Exercise aim ▸
Exact reproduction is needed for the lines from the one with "Put one marker on each instance of the lizard neck" to the end of the listing below, and for no other lines.

==============================

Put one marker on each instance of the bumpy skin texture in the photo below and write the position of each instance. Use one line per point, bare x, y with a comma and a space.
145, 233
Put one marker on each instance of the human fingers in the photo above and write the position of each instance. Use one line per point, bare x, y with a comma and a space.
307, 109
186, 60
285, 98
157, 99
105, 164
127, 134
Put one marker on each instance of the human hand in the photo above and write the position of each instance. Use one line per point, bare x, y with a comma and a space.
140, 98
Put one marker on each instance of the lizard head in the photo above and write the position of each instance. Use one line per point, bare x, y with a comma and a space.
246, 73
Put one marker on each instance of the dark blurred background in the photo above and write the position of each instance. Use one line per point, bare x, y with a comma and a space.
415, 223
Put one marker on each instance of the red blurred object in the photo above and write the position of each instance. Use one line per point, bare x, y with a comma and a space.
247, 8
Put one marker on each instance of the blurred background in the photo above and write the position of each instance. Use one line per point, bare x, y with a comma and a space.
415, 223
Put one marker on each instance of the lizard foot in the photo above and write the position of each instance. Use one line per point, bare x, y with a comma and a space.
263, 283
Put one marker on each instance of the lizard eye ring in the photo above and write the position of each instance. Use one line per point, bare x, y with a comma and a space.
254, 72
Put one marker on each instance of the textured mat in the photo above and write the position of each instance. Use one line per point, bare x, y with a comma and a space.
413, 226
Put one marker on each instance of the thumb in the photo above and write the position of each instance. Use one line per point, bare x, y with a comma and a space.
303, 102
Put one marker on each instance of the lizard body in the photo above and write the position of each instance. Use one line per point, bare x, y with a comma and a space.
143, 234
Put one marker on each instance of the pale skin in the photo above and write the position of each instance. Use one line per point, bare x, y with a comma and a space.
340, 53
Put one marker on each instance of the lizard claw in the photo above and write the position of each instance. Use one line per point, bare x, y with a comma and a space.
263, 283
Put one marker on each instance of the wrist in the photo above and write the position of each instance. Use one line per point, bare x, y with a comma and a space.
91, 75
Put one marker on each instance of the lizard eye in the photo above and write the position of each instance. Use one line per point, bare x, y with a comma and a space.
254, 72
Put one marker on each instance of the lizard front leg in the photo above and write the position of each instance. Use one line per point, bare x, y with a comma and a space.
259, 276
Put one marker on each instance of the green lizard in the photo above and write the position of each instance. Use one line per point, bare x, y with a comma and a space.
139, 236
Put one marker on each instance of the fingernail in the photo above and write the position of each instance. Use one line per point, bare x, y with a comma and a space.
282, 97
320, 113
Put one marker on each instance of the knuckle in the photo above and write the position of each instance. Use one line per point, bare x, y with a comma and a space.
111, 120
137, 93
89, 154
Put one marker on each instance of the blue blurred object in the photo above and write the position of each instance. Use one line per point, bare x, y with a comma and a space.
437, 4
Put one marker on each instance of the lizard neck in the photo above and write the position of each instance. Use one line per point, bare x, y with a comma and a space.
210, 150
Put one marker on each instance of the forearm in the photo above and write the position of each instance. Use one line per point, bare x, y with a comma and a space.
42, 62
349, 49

==============================

Result of the exercise ▸
Put one marker on each instance of the lizard neck in the photo above and write the position of each instance. Use one line per point, bare x, y with a comma and a space.
210, 150
Put one marker on each instance of the forearm in the photo above and write the position of each instance. Use one line per point, bare x, y with a comma and a space.
42, 62
349, 49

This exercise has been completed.